▼
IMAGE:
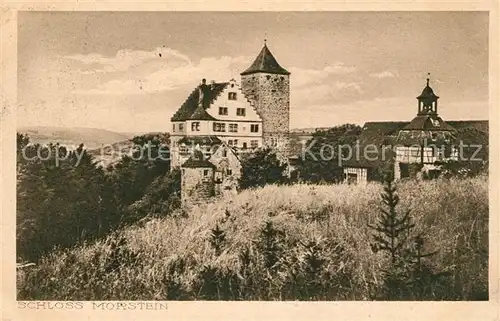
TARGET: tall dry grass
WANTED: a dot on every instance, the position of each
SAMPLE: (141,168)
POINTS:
(172,258)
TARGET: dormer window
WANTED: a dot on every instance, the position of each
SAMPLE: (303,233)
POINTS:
(223,111)
(195,126)
(240,112)
(233,128)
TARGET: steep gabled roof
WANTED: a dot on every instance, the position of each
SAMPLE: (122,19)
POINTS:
(197,160)
(481,125)
(210,93)
(200,140)
(385,133)
(265,62)
(201,114)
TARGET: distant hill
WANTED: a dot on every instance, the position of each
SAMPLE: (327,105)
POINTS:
(92,138)
(112,153)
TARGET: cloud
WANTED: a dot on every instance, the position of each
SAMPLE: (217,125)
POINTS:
(142,72)
(383,74)
(126,59)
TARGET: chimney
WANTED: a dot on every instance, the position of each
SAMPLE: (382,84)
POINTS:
(201,92)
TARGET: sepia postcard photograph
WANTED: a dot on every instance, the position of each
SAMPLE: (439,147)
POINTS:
(258,156)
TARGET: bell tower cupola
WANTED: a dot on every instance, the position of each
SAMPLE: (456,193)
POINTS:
(427,101)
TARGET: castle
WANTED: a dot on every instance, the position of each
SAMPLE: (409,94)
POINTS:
(221,122)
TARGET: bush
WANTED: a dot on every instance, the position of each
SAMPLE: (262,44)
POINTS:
(272,249)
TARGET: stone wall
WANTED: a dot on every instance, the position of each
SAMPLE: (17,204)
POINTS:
(195,187)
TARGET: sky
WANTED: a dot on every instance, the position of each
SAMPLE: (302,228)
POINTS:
(130,71)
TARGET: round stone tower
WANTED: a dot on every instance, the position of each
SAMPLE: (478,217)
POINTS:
(267,85)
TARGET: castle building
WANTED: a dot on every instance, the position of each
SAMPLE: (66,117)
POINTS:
(225,121)
(410,148)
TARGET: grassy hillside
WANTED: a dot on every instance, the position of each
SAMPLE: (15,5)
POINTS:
(182,257)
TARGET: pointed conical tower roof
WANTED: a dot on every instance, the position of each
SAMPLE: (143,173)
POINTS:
(265,62)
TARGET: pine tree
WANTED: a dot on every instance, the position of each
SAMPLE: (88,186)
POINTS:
(392,228)
(407,276)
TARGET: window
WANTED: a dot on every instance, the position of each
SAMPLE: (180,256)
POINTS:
(219,127)
(195,126)
(233,128)
(223,111)
(240,112)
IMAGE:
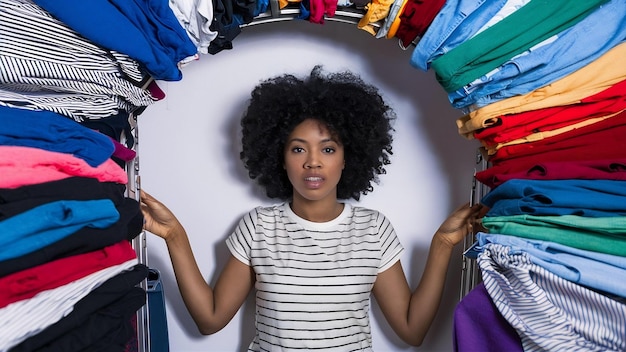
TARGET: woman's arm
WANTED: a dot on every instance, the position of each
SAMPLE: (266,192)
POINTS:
(211,309)
(410,314)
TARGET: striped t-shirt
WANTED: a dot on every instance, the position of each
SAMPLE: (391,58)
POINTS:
(313,280)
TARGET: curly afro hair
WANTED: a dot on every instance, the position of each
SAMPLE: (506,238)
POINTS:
(350,108)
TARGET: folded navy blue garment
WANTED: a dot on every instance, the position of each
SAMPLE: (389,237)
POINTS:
(53,132)
(591,198)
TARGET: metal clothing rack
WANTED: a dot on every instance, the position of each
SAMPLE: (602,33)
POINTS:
(139,242)
(470,274)
(350,15)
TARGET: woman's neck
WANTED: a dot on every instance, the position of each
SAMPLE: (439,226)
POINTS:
(317,211)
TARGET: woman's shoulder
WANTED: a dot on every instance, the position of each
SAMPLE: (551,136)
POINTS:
(267,210)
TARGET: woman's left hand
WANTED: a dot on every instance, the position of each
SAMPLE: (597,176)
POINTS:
(459,223)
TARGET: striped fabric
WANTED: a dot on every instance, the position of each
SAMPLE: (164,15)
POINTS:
(48,66)
(549,312)
(313,280)
(26,318)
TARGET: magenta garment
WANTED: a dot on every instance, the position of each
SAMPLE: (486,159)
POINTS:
(22,166)
(609,169)
(479,326)
(27,283)
(123,152)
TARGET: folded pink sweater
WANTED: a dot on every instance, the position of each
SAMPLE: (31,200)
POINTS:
(21,166)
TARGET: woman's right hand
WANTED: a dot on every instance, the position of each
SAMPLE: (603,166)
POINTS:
(158,219)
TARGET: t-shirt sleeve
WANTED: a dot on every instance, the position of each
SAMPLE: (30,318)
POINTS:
(239,242)
(391,248)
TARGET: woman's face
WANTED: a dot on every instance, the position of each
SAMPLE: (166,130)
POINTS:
(314,161)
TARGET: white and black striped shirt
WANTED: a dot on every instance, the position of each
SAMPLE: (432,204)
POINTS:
(313,280)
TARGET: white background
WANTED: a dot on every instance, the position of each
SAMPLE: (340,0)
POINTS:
(189,144)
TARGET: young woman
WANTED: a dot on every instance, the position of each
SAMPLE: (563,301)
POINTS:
(313,260)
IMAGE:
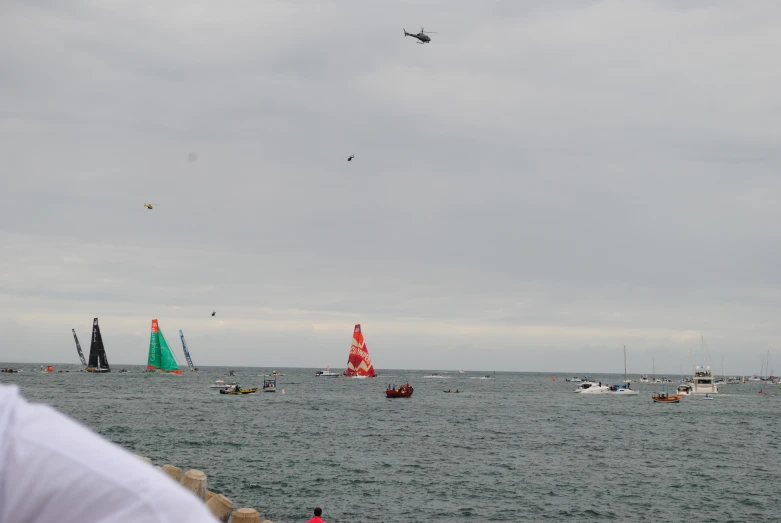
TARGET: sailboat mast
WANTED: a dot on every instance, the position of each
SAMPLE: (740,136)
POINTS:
(624,363)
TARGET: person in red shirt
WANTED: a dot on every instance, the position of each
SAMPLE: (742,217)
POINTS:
(317,519)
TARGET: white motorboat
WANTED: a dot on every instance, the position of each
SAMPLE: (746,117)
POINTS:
(326,373)
(621,390)
(219,384)
(591,387)
(703,381)
(685,390)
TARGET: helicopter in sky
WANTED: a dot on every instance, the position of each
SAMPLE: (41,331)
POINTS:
(422,36)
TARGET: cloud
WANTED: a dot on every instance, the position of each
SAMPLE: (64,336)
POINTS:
(539,186)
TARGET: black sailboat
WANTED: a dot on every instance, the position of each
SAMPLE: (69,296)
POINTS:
(78,348)
(97,354)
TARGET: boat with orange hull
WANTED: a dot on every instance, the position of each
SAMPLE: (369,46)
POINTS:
(359,363)
(405,391)
(663,397)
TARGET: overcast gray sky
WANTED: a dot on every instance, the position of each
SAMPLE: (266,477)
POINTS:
(541,184)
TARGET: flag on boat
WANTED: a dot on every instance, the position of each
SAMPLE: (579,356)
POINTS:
(359,362)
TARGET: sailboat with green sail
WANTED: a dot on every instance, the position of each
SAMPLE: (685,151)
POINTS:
(161,359)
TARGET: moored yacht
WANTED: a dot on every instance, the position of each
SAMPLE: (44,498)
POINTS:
(327,373)
(703,381)
(591,387)
(685,390)
(621,390)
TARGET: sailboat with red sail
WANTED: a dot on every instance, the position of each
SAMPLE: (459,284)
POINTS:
(359,363)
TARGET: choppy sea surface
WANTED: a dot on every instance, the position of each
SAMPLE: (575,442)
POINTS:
(517,447)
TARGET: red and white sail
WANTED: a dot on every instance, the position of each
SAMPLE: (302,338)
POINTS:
(359,363)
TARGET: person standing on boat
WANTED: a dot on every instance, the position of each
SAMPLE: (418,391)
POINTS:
(317,518)
(45,478)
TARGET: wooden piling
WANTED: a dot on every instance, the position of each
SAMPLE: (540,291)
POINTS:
(246,515)
(174,472)
(195,481)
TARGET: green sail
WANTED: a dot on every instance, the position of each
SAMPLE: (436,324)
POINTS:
(167,363)
(154,359)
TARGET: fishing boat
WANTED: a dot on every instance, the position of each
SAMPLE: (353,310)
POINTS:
(236,390)
(270,385)
(663,397)
(78,349)
(685,390)
(359,363)
(161,360)
(326,373)
(219,384)
(193,368)
(405,391)
(97,353)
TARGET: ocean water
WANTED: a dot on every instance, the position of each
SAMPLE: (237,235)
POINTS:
(519,447)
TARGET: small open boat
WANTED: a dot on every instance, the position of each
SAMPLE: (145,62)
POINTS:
(269,385)
(220,384)
(240,391)
(405,391)
(663,397)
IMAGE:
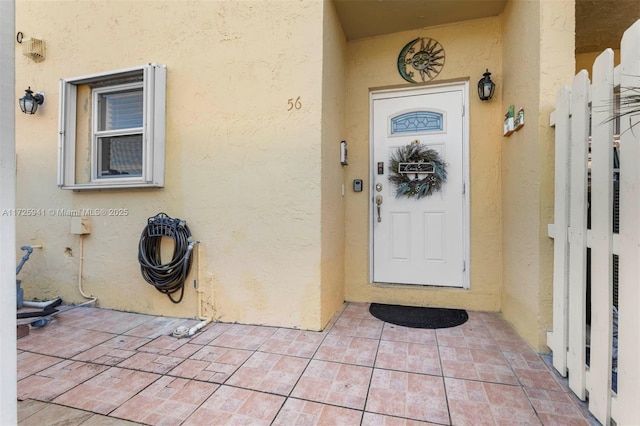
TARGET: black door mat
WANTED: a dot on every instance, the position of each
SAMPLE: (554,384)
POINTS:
(418,317)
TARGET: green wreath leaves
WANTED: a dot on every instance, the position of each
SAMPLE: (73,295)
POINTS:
(409,184)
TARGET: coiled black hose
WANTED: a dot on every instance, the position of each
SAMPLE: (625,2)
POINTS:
(167,278)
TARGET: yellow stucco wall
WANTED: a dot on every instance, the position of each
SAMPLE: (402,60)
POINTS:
(538,52)
(470,47)
(584,61)
(333,205)
(244,172)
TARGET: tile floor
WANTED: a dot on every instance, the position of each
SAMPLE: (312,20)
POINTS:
(101,367)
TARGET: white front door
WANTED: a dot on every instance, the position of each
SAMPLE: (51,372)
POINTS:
(420,241)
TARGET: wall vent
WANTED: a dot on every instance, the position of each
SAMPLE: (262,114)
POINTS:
(34,48)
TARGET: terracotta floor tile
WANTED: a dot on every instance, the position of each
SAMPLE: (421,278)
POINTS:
(212,364)
(57,379)
(209,333)
(399,333)
(287,341)
(555,408)
(472,334)
(513,345)
(234,406)
(525,361)
(411,357)
(108,390)
(332,383)
(30,363)
(348,350)
(476,364)
(151,363)
(479,403)
(113,351)
(249,337)
(273,373)
(539,379)
(167,401)
(171,346)
(370,328)
(52,414)
(408,395)
(372,419)
(299,412)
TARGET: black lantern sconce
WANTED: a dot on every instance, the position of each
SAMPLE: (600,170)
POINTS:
(486,87)
(29,102)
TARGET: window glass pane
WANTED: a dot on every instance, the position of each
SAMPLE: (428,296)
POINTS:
(120,110)
(120,156)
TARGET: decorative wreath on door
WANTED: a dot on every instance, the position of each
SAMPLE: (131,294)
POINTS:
(417,171)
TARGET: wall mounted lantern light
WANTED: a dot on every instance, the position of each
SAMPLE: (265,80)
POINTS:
(29,102)
(486,87)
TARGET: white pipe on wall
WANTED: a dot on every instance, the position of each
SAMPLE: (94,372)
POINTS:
(8,305)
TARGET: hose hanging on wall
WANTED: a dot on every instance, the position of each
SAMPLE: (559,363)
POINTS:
(167,278)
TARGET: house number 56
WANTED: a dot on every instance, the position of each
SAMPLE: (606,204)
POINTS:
(294,104)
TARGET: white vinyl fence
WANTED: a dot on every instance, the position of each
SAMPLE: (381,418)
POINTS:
(587,142)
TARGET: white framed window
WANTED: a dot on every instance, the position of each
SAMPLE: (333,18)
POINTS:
(112,129)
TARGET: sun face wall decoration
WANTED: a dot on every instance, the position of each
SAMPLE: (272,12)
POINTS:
(426,58)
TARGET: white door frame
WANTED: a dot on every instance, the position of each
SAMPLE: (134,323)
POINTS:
(466,232)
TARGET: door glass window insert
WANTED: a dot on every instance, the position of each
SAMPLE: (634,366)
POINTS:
(417,122)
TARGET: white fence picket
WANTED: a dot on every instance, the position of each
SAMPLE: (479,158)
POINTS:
(559,336)
(571,238)
(576,356)
(629,272)
(602,101)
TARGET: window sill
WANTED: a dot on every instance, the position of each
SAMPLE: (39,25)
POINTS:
(110,186)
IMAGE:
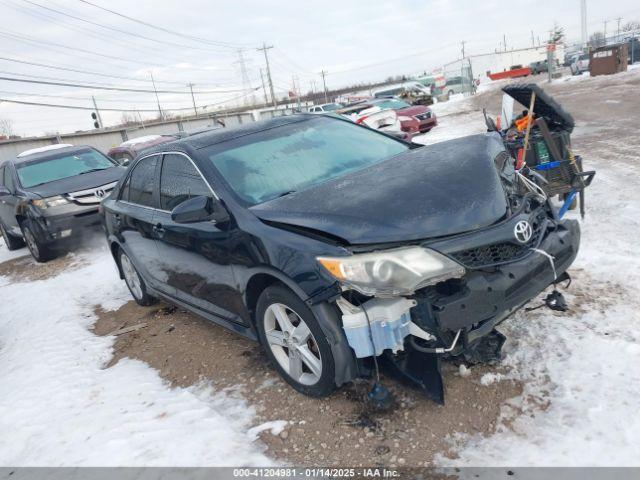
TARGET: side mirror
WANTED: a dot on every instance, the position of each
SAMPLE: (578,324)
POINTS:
(200,209)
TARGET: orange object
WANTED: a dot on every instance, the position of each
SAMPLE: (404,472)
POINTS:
(521,123)
(520,159)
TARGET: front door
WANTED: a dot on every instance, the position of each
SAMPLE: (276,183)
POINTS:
(8,202)
(195,256)
(134,215)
▲
## Work to complete
Output as a JSON list of strings the lines from the one containing "TARGET: door glass window insert" through the last line, one string per line, with blank lines and picture lines omitted.

## Result for this exercise
[
  "TARGET: door glass window insert",
  "WANTED: a dot on every instance, the position of each",
  "SAMPLE: (634,366)",
  "POINTS:",
  "(417,122)",
  "TARGET: white fence picket",
  "WANTED: a dot on every instance, the position of each",
  "SAMPLE: (479,158)",
  "POINTS:",
  "(559,336)",
  "(571,238)",
  "(576,356)",
  "(629,272)",
  "(602,101)",
  "TARGET: window sill",
  "WANTED: a dot on every instance, the position of each",
  "SAMPLE: (39,25)",
  "POINTS:",
  "(110,186)",
  "IMAGE:",
  "TARGET: side mirror",
  "WANTED: a dot on every instance, the position of each",
  "SAMPLE: (578,324)",
  "POINTS:",
  "(200,209)",
  "TARGET: orange object",
  "WANTED: a dot on every instance, the position of each",
  "SAMPLE: (404,472)",
  "POINTS:",
  "(521,123)",
  "(520,159)",
  "TARGET: front door",
  "WANTED: a dot on every instance, the position of each",
  "SAMPLE: (276,183)",
  "POINTS:",
  "(8,202)",
  "(195,256)",
  "(134,215)"
]